** Data to use follows **

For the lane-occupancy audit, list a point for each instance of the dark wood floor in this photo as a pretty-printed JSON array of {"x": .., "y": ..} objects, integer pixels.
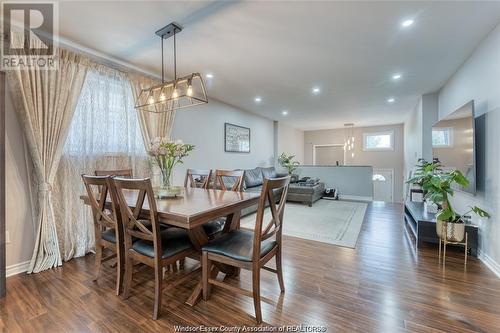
[{"x": 381, "y": 286}]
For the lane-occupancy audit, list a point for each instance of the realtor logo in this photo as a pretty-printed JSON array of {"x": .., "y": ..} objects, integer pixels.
[{"x": 28, "y": 31}]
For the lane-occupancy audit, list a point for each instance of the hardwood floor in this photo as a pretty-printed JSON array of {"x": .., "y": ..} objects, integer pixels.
[{"x": 381, "y": 286}]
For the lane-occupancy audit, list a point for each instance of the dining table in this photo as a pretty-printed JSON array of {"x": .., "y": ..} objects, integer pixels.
[{"x": 192, "y": 208}]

** End of Data to use **

* **What you have to do**:
Starting at the line that contains "of the realtor", copy every line down to the last line of the records above, exactly as written.

* **Task output**:
For the lane-occupancy audit, list a point for each instance of the realtor logo in this photo as a pretty-printed JSON array of {"x": .., "y": ..} objects, integer pixels.
[{"x": 28, "y": 31}]
For the lane-occupancy audit, list a point for each instance of the hardwood floor in this photo as a pretty-printed JSON array of {"x": .., "y": ..} objects, integer pixels.
[{"x": 381, "y": 286}]
For the lane-occupancy audit, list a point for each instance of the dining table in this photo as a pretty-printed JSON array of {"x": .., "y": ..} objects, integer pixels.
[{"x": 192, "y": 208}]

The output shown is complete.